Task objective » Some lines below hold "surface". Pick them out and copy them.

Extracted data »
- - -
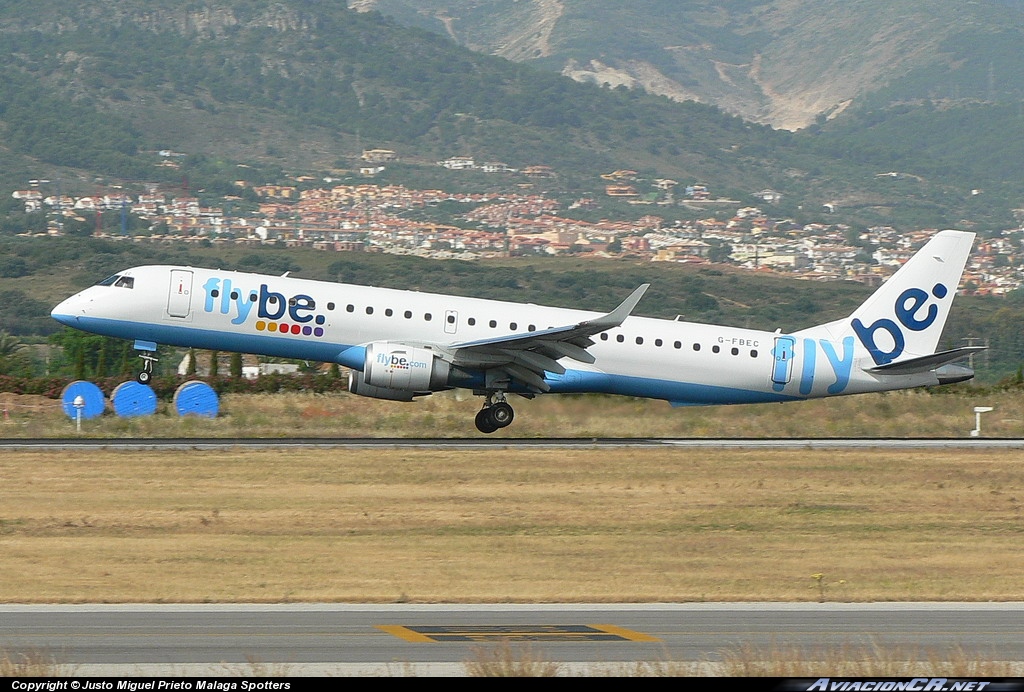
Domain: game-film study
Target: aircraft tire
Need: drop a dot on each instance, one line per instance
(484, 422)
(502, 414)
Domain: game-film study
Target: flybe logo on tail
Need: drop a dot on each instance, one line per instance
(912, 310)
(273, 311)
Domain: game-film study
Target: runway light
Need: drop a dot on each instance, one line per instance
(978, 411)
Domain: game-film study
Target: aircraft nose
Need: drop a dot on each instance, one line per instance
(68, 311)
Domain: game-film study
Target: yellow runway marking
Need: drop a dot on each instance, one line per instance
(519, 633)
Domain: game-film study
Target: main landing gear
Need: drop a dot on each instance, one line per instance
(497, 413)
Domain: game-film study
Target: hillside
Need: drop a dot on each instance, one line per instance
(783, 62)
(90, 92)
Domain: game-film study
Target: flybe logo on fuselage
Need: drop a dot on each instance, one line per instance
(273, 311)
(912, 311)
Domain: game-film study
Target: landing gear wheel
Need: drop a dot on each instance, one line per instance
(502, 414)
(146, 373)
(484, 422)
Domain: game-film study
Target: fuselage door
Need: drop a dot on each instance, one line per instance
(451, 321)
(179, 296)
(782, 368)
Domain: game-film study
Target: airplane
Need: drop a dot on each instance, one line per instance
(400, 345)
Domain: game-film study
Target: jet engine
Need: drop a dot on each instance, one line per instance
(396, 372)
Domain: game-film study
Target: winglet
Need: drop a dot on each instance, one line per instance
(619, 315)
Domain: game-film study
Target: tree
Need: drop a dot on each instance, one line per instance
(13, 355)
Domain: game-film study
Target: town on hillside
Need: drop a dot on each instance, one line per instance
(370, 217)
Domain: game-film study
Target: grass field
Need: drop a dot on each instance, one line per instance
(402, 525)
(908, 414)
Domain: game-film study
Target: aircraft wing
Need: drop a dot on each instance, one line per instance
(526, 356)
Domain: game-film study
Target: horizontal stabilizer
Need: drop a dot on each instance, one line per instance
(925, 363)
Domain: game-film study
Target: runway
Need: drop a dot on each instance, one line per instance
- - -
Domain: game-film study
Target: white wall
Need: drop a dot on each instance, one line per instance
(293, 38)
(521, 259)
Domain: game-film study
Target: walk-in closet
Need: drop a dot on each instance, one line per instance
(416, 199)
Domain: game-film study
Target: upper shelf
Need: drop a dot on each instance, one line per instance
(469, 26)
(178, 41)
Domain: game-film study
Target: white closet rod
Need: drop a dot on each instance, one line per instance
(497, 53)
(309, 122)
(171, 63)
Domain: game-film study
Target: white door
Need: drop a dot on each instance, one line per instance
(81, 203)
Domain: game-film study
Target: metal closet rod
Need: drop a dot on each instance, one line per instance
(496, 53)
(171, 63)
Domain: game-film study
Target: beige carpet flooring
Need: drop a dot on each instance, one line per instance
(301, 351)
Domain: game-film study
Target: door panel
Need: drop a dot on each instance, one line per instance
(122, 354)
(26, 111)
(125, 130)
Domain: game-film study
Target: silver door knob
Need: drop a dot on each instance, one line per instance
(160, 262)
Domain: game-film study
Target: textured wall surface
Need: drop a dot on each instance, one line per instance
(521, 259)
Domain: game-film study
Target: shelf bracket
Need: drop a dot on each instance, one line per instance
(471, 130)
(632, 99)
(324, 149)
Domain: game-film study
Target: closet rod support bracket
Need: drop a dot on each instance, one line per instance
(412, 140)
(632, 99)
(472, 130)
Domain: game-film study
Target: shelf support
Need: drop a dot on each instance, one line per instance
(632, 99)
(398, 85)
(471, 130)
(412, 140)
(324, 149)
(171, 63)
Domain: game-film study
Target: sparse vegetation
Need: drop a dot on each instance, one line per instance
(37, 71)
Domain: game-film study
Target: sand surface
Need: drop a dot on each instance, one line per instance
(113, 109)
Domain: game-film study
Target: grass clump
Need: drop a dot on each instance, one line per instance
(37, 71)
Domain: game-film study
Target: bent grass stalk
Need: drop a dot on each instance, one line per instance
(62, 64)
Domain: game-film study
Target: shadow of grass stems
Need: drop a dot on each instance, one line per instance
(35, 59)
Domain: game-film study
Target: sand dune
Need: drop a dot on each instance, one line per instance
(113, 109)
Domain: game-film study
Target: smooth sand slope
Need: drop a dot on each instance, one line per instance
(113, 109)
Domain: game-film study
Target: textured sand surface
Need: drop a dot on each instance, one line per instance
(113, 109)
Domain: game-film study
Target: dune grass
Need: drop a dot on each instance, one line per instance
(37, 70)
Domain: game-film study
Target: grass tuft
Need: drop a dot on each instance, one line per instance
- - -
Exercise answer »
Target: textured wall surface
Target: sand surface
Target: textured sand surface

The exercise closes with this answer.